*** Opening of DATA FOR PROCESSING ***
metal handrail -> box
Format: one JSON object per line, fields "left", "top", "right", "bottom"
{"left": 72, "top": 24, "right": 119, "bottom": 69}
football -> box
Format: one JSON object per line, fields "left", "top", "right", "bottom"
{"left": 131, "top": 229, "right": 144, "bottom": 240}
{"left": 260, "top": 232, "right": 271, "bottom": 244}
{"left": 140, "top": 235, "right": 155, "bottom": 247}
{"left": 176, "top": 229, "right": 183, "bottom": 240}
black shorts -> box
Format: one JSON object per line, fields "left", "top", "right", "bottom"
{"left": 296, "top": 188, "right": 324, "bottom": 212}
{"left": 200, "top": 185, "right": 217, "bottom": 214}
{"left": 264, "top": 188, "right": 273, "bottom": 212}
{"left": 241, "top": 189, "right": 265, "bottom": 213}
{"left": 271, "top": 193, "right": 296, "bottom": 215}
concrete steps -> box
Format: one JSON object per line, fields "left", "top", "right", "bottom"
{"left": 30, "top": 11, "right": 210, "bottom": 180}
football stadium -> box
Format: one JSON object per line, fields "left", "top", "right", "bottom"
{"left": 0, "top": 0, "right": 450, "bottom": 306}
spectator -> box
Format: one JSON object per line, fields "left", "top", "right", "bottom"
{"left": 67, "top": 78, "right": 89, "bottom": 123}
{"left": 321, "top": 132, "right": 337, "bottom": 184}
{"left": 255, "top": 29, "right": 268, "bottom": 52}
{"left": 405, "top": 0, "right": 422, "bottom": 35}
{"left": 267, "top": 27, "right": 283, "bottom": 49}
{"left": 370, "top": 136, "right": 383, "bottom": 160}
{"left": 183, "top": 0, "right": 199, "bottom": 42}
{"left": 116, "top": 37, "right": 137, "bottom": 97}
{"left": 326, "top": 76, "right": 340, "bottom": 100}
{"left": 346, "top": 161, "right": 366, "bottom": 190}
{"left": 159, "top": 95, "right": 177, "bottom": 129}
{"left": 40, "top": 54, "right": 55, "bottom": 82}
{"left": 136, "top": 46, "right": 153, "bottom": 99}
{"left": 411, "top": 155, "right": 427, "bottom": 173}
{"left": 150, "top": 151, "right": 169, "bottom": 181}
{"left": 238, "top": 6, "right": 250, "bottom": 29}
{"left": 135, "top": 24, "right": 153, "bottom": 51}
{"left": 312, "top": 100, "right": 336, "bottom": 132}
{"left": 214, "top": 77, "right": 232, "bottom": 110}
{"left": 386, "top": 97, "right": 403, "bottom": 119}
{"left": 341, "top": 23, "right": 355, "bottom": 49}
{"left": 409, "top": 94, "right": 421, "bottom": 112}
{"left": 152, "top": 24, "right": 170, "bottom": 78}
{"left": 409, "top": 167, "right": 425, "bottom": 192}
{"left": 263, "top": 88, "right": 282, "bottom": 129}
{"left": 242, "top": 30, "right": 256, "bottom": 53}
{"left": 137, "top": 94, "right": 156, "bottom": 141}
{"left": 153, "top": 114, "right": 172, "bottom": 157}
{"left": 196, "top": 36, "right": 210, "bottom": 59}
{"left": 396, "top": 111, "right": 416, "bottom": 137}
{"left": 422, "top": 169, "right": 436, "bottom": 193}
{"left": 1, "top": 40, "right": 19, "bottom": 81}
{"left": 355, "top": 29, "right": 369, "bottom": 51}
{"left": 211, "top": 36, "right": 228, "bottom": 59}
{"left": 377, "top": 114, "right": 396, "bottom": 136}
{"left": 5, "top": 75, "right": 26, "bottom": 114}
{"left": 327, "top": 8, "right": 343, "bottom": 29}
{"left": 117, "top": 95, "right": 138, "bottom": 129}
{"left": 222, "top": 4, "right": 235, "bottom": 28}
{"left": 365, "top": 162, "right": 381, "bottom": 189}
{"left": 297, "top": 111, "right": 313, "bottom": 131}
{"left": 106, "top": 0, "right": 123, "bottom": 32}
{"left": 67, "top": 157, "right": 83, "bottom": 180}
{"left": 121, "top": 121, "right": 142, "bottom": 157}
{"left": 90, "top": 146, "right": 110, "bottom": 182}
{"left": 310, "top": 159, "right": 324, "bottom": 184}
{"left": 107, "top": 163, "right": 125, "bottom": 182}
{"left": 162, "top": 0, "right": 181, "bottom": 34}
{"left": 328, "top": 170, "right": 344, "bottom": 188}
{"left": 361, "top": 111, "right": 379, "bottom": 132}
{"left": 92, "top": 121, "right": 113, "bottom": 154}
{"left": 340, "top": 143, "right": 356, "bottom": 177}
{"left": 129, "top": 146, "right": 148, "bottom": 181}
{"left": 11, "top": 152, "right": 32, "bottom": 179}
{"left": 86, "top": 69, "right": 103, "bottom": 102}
*** Close of DATA FOR PROCESSING ***
GOAL OF THE EXERCISE:
Print the material word for word, with nothing left out.

SOLUTION TO THIS TASK:
metal handrail -> box
Format: one JSON object per line, fields "left", "top", "right", "bottom"
{"left": 72, "top": 24, "right": 119, "bottom": 69}
football -> box
Format: one JSON object per line, fields "left", "top", "right", "bottom"
{"left": 131, "top": 229, "right": 144, "bottom": 240}
{"left": 260, "top": 232, "right": 271, "bottom": 244}
{"left": 140, "top": 235, "right": 155, "bottom": 247}
{"left": 176, "top": 229, "right": 183, "bottom": 240}
black shorts -> box
Format: one JSON object per line, fields "left", "top", "right", "bottom"
{"left": 296, "top": 188, "right": 324, "bottom": 212}
{"left": 200, "top": 185, "right": 217, "bottom": 214}
{"left": 264, "top": 188, "right": 273, "bottom": 212}
{"left": 241, "top": 189, "right": 265, "bottom": 213}
{"left": 271, "top": 193, "right": 296, "bottom": 215}
concrete steps -> box
Format: one JSON object per line, fields "left", "top", "right", "bottom"
{"left": 30, "top": 11, "right": 210, "bottom": 180}
football stadium -> box
Format: one JSON object per line, fields "left", "top", "right", "bottom"
{"left": 0, "top": 0, "right": 450, "bottom": 306}
spectator -> box
Format: one JSON object per line, fields "left", "top", "right", "bottom"
{"left": 67, "top": 78, "right": 89, "bottom": 123}
{"left": 321, "top": 132, "right": 337, "bottom": 184}
{"left": 255, "top": 29, "right": 268, "bottom": 52}
{"left": 405, "top": 0, "right": 422, "bottom": 35}
{"left": 267, "top": 27, "right": 283, "bottom": 49}
{"left": 370, "top": 136, "right": 383, "bottom": 160}
{"left": 183, "top": 0, "right": 199, "bottom": 42}
{"left": 116, "top": 37, "right": 137, "bottom": 97}
{"left": 326, "top": 76, "right": 340, "bottom": 100}
{"left": 346, "top": 161, "right": 366, "bottom": 190}
{"left": 159, "top": 95, "right": 177, "bottom": 129}
{"left": 40, "top": 54, "right": 55, "bottom": 82}
{"left": 136, "top": 46, "right": 153, "bottom": 99}
{"left": 411, "top": 155, "right": 427, "bottom": 173}
{"left": 150, "top": 151, "right": 169, "bottom": 181}
{"left": 238, "top": 6, "right": 250, "bottom": 29}
{"left": 135, "top": 24, "right": 153, "bottom": 51}
{"left": 312, "top": 100, "right": 336, "bottom": 132}
{"left": 214, "top": 77, "right": 232, "bottom": 110}
{"left": 386, "top": 97, "right": 403, "bottom": 119}
{"left": 341, "top": 23, "right": 355, "bottom": 49}
{"left": 409, "top": 94, "right": 421, "bottom": 112}
{"left": 152, "top": 24, "right": 170, "bottom": 78}
{"left": 409, "top": 167, "right": 425, "bottom": 192}
{"left": 263, "top": 88, "right": 282, "bottom": 129}
{"left": 242, "top": 30, "right": 256, "bottom": 53}
{"left": 137, "top": 94, "right": 156, "bottom": 141}
{"left": 153, "top": 114, "right": 172, "bottom": 157}
{"left": 196, "top": 36, "right": 210, "bottom": 59}
{"left": 396, "top": 111, "right": 416, "bottom": 137}
{"left": 422, "top": 169, "right": 436, "bottom": 193}
{"left": 1, "top": 40, "right": 19, "bottom": 81}
{"left": 355, "top": 29, "right": 369, "bottom": 51}
{"left": 211, "top": 36, "right": 228, "bottom": 59}
{"left": 377, "top": 114, "right": 396, "bottom": 136}
{"left": 5, "top": 75, "right": 26, "bottom": 114}
{"left": 327, "top": 8, "right": 343, "bottom": 29}
{"left": 117, "top": 95, "right": 138, "bottom": 129}
{"left": 222, "top": 4, "right": 235, "bottom": 28}
{"left": 365, "top": 162, "right": 381, "bottom": 189}
{"left": 297, "top": 111, "right": 313, "bottom": 131}
{"left": 106, "top": 0, "right": 123, "bottom": 32}
{"left": 67, "top": 157, "right": 83, "bottom": 180}
{"left": 121, "top": 121, "right": 142, "bottom": 157}
{"left": 90, "top": 146, "right": 110, "bottom": 182}
{"left": 310, "top": 159, "right": 324, "bottom": 184}
{"left": 107, "top": 163, "right": 125, "bottom": 182}
{"left": 162, "top": 0, "right": 181, "bottom": 34}
{"left": 328, "top": 170, "right": 344, "bottom": 188}
{"left": 361, "top": 111, "right": 379, "bottom": 132}
{"left": 92, "top": 121, "right": 113, "bottom": 154}
{"left": 340, "top": 143, "right": 356, "bottom": 177}
{"left": 129, "top": 146, "right": 148, "bottom": 181}
{"left": 11, "top": 152, "right": 32, "bottom": 179}
{"left": 86, "top": 69, "right": 103, "bottom": 102}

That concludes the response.